[Stored data]
____________

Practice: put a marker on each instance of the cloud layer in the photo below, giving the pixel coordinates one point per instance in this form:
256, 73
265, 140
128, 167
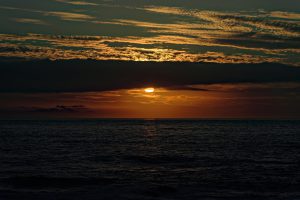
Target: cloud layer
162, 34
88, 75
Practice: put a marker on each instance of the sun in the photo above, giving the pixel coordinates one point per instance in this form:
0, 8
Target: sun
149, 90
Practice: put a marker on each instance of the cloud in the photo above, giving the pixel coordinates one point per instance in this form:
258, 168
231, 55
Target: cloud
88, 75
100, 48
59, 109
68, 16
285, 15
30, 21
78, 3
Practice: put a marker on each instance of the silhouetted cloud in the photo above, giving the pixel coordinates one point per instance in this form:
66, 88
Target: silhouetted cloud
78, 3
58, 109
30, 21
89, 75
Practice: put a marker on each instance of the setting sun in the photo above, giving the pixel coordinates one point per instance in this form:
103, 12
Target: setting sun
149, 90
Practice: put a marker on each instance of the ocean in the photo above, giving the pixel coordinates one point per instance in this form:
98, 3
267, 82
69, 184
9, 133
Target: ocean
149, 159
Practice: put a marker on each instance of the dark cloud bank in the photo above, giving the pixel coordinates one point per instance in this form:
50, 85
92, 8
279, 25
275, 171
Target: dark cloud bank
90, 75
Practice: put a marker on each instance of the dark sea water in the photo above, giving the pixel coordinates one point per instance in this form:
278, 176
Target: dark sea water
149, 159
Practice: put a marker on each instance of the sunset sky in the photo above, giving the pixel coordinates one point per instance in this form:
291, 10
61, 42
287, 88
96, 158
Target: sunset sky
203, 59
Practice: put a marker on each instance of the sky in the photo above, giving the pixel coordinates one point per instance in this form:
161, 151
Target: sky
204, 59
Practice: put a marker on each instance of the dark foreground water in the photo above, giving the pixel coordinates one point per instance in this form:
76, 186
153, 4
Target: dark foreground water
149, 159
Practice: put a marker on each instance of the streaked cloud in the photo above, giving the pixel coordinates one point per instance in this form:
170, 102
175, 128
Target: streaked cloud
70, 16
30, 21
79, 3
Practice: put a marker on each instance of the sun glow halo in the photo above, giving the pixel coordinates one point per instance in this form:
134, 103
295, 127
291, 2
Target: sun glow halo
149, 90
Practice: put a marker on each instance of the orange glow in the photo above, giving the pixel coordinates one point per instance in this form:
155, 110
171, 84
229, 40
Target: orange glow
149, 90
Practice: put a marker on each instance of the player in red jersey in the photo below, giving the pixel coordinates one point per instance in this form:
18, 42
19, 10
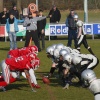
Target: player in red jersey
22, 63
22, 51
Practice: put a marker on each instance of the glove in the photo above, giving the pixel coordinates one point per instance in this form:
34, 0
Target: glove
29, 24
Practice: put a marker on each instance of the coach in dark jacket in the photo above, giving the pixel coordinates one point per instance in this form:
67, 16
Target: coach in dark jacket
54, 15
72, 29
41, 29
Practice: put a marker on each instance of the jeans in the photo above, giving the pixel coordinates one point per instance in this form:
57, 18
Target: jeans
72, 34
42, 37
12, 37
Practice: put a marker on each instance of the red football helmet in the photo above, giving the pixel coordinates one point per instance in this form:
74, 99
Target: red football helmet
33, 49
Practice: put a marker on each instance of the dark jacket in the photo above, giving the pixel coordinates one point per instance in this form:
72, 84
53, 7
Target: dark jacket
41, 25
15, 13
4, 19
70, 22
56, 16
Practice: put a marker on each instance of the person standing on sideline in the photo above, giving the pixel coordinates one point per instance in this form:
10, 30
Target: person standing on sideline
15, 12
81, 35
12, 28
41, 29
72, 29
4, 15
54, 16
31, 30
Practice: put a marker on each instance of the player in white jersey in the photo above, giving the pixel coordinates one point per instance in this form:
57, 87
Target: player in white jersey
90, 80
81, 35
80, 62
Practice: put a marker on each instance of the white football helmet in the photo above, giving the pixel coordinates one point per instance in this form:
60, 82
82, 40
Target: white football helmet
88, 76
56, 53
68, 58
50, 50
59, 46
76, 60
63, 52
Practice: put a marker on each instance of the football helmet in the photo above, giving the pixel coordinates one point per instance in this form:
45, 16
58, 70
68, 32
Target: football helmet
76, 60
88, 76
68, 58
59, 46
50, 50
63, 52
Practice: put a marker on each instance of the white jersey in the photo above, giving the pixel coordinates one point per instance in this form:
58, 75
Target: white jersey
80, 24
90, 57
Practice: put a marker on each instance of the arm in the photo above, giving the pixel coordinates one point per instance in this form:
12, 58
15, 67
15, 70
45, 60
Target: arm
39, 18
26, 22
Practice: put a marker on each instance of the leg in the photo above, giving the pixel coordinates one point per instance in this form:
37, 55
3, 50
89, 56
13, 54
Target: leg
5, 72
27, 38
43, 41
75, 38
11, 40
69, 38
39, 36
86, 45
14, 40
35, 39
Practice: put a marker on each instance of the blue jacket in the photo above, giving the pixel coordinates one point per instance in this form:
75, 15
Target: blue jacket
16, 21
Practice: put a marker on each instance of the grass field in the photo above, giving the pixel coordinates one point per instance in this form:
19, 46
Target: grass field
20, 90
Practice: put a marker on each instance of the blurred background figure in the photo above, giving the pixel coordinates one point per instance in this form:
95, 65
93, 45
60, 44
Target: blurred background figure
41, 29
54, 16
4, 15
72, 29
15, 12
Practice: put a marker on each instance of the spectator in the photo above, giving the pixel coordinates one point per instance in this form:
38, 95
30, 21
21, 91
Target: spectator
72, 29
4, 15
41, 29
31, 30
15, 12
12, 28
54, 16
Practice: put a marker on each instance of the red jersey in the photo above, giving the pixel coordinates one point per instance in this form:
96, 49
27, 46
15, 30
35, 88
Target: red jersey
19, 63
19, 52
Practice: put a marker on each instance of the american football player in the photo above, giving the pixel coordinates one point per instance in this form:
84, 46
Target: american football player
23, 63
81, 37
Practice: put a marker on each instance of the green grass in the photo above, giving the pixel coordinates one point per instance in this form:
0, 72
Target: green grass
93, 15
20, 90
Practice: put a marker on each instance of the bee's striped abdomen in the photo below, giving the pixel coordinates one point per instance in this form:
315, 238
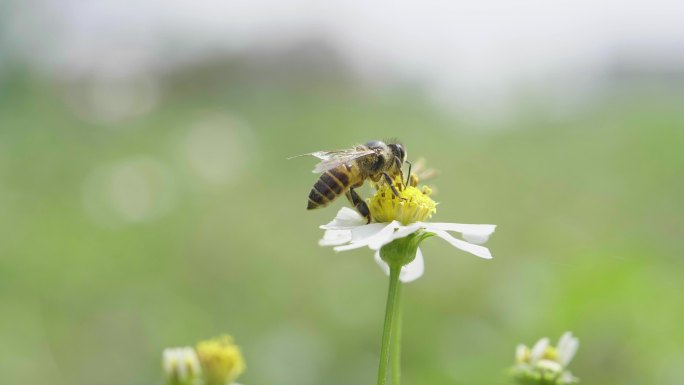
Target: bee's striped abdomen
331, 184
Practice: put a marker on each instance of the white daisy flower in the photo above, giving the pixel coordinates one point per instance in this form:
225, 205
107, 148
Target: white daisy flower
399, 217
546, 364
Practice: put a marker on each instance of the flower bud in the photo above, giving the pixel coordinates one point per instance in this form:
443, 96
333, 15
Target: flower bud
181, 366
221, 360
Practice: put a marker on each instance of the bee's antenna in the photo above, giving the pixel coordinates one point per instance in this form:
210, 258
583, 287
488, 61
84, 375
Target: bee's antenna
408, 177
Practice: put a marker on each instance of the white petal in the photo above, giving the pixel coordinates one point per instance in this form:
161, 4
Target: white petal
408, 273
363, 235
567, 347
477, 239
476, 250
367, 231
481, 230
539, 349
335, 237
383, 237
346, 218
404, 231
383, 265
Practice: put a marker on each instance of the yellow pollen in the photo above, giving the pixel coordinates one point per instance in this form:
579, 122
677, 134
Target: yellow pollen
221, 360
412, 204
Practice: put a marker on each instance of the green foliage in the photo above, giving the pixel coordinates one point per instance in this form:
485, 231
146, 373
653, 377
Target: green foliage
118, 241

____________

▸ Given request
Reproduce the records verbatim, omitting all images they contain.

▸ Result below
Practice: put a marker on each instance of the cloud layer in the photo below, giving the pixel coordinates one point per instance in this form:
256, 73
265, 140
128, 167
Target: cloud layer
162, 34
88, 75
Practice: put a marker on each instance of the sun in the photo above, giving the pixel coordinates one point per instance in this form:
0, 8
Target: sun
149, 90
Practice: put a marker on each instance of the cloud in the photo above, giving the pixel coordinates one point per instance in this form:
258, 168
231, 55
Target: cloud
88, 75
100, 48
59, 109
68, 16
285, 15
30, 21
78, 3
Practice: put a marker on each instance of the silhouetted cloud in the photo above, giving the pixel coordinates one point per instance in this form:
66, 88
Target: silhouetted cloud
78, 3
58, 109
30, 21
89, 75
Practice: put a marker on each instance of the setting sun in the photo above, giving the pixel coordinates one point per instance in this form:
103, 12
Target: setting sun
149, 90
Practice: put a marker on each instance of the ocean in the photo above, giving the pixel coordinates one point per instance in this form:
98, 3
267, 82
69, 184
9, 133
Target: ocean
149, 159
Practice: put a marker on each instance of the dark cloud bank in the photo above, giving the pixel coordinates one point per instance in this form:
50, 85
92, 8
279, 25
275, 171
Target: dark cloud bank
90, 75
Practice: put a marker on each instance of the dark sea water in the photo above, giving the pixel coordinates one point per instance in this form:
278, 176
Target: dark sea water
149, 159
Practice: put a marker on each instance of the sunset sky in the photo above, giving the pixel coordinates one point per instance in this form:
291, 10
61, 42
287, 88
96, 158
Target: sunset sky
203, 59
Practice: put a marker on each instance of the sky in the photo above, giving the pixel coordinates one point per instance in this form:
161, 151
Target: sky
204, 59
Practice: put a marker on each instance of the dark foreground water in the photo above, giving the pixel coordinates one point per instance in this form:
76, 186
153, 4
Target: dark foreground water
149, 159
Practice: put a marker on each instance of the streaked cloud in the photo above, giving the pixel coordinates one point per instance in this form:
170, 102
175, 128
Target: streaked cloud
70, 16
30, 21
79, 3
Practice: put a marker on each instance of the sun glow halo in the photo above, giving the pixel coordinates one point per instance in this form:
134, 103
295, 127
291, 2
Target: sun glow halo
149, 90
Practice: put a marker on each instance of the orange glow in the photo above, giving the pixel coordinates one point per instance in this form:
155, 110
171, 84
229, 40
Target: orange glow
149, 90
Practice: put a marker on each instance of the player in red jersey in the photo below, giving the pixel coordinates one point per instance in this form:
18, 42
19, 10
Target: player in red jersey
22, 63
22, 51
Practice: put a marker on each instance of the glove in the photo above, giving the pixel coordinates one point per instance in this form:
34, 0
Target: glove
29, 24
Practice: put a marker on each instance of the coach in dark jacket in the photo above, giving the pixel coordinates one point per instance in this form:
67, 16
Target: coach in dark jacket
54, 15
72, 29
41, 29
Practice: put a marker on each instance of the jeans in the photo above, giving the pixel coordinates one point per instance in this form:
57, 18
Target: jeans
72, 34
42, 37
12, 37
Practice: put a marker on each instance of the red football helmet in the photo above, giving the pixel coordinates one point per instance in this form:
74, 99
Target: red football helmet
33, 49
Practice: put a marker on each instance of the dark jacket in the photo above, giving the pixel coordinates one point per instance in this form:
72, 84
53, 7
Target: dark jacket
41, 25
15, 13
4, 19
70, 22
56, 16
Practice: put a marker on each instance of the person standing on sideline in the photo above, giving the pixel coordinates one point per instance in this form:
10, 30
Target: person standing on sideline
15, 12
81, 35
12, 28
41, 29
72, 29
4, 15
54, 16
31, 30
Practice: put a marker on each instance of the player in white jersey in the photo above, giving the pixel coordinates one point per instance in this form:
57, 87
Target: player in white jersey
90, 80
81, 35
80, 62
Practice: put a marker on each instance of the white football helmet in the photo above, giving the pixel coordinates one point per instance in this form:
60, 82
82, 40
Target: white football helmet
88, 76
56, 53
68, 58
50, 50
59, 46
76, 60
63, 52
Practice: put a marker on each instance of the football helmet in the photo above, giving the pixel coordinates one point per instance in this form:
45, 16
58, 70
68, 32
Target: football helmet
76, 60
88, 76
68, 58
59, 46
50, 50
63, 52
Practice: put a marker on each instance of the white jersey in the photo above, giving the pixel coordinates one point per instance in this form:
58, 75
Target: white jersey
80, 24
90, 57
Practice: put a marker on each instance of the arm in the photo above, giving the pixel coordinates one point per instance in this form:
12, 58
15, 67
15, 70
45, 60
Target: arm
39, 18
26, 22
Practice: put a marker on each instance of the leg in the photo above, giving the pixel coordinates one point per instance in this form:
37, 55
3, 50
89, 56
13, 54
Target: leg
5, 72
27, 38
43, 41
75, 38
11, 40
69, 38
39, 36
86, 45
14, 40
35, 39
Practice: put a marker on each instance of the blue jacket in the photo above, giving the pixel coordinates one point per instance in this form:
75, 15
Target: blue jacket
16, 21
Practice: put a marker on each instance of the grass field in the photo above, giving the pixel coordinates one point per instance in this form:
19, 46
Target: grass field
20, 90
Practice: put a marker on each instance of the blurred background figure in the photo above, giving the pixel coordinates one point per instance in this form:
95, 65
93, 45
60, 44
Target: blurred background figure
41, 29
54, 16
4, 15
72, 29
15, 12
Practice: put a marker on each instance of the spectator in the photo above, giving the pixel coordinates one point per instance in this form:
38, 95
30, 21
21, 91
Target: spectator
72, 29
4, 15
41, 29
31, 30
15, 12
12, 28
54, 16
Practice: put a marker on each instance of the red jersey in the photo above, giving the pixel coordinates one point per instance in this form:
96, 49
27, 46
15, 30
35, 88
Target: red jersey
19, 63
19, 52
Practice: put a marker on each instance of the american football player in the photo above, giving the pixel coordinates one point per instance in this form:
84, 46
Target: american football player
23, 63
81, 37
Practice: put a marker on each instance of the green grass in the photo above, giving the pixel coordinates one point per instance in this form:
0, 72
Target: green grass
93, 15
20, 90
Practice: put a marker on each instance of the bee's striped abdomen in the photo below, giving the pixel coordinates one point per instance in this form:
315, 238
Target: bee's striped abdomen
331, 184
Practice: put a marker on each instance of the white daisy flower in the photo above, giving the pixel coordinates one point per instance in this form:
225, 205
107, 148
Target: white daisy flower
399, 217
546, 364
Practice: put a marker on each instance of the flower bud in the photo above, giving the pixel coordinates one point per instance in this form:
443, 96
333, 15
Target: flower bud
181, 366
221, 360
Practice: put a marker on each instance of the bee's antenna in the photo above, giving the pixel coordinates one point per instance in this form:
210, 258
583, 287
488, 61
84, 375
Target: bee's antenna
408, 177
Practice: put a marker on each instance of the white petal in the photo above, giving the pixel coordinates one point per instance in this form:
161, 4
Target: white petal
408, 273
363, 235
567, 347
477, 239
476, 250
367, 231
481, 230
539, 349
335, 237
383, 237
346, 218
404, 231
383, 265
Practice: put a marker on each instance of the yellow pollen in the photo above, giving the pixel coordinates one point per instance in this form:
579, 122
677, 134
Target: yellow pollen
221, 360
412, 204
Practice: put a marker on each instance of the green foliage in the photo above, giving the pixel coordinates one point per instance in this form:
485, 231
146, 373
653, 377
Target: green foliage
118, 241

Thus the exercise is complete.